** Document text follows **
Exploring the power of distributed intelligence for resilient scientific workflows

New project led by USC Information Sciences Institute seeks to ensure resilience in workflow management systems

Image AI generated by author using DALL-E.

Future computational workflows will span distributed research infrastructures that include multiple instruments, resources, and facilities to support and accelerate scientific discovery. However, the diversity and distributed nature of these resources makes harnessing their full potential difficult. To address this challenge, a team of researchers from the University of Southern California (USC), the Renaissance Computing Institute (RENCI) at the University of North Carolina, and Oak Ridge, Lawrence Berkeley and Argonne National Laboratories have received a grant from the U.S. Department of Energy (DOE) to develop the fundamentals of a computational platform that is fault tolerant, robust to various environmental conditions and adaptive to workloads and resource availability. The grant is planned for five years and includes $8.75 million of funding.

“Researchers are faced with challenges at all levels of current distributed systems, including application code failures, authentication errors, network problems, workflow system failures, filesystem and storage failures and hardware malfunctions,” said Ewa Deelman, research professor, research director at the USC Information Sciences Institute and the project PI. “Making the computational platform performant and resilient is essential for empowering DOE researchers to achieve their scientific pursuits in an efficient and productive manner.”
** End of Document text **
** Source information follows **
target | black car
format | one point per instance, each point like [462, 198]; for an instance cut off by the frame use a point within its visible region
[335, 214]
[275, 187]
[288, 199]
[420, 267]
** End of Source information **
**Exercise tasks**
1. In the article on resilient scientific workflows, rewrite the passage from "New project led" up to and including "author using DALL-E.", replacing "resilience" with "reliability".
2. According to the article on resilient scientific workflows, how much funding does the DOE grant include?

**Task results**
1.
New project led by USC Information Sciences Institute seeks to ensure reliability in workflow management systems

Image AI generated by author using DALL-E.

2. $8.75 million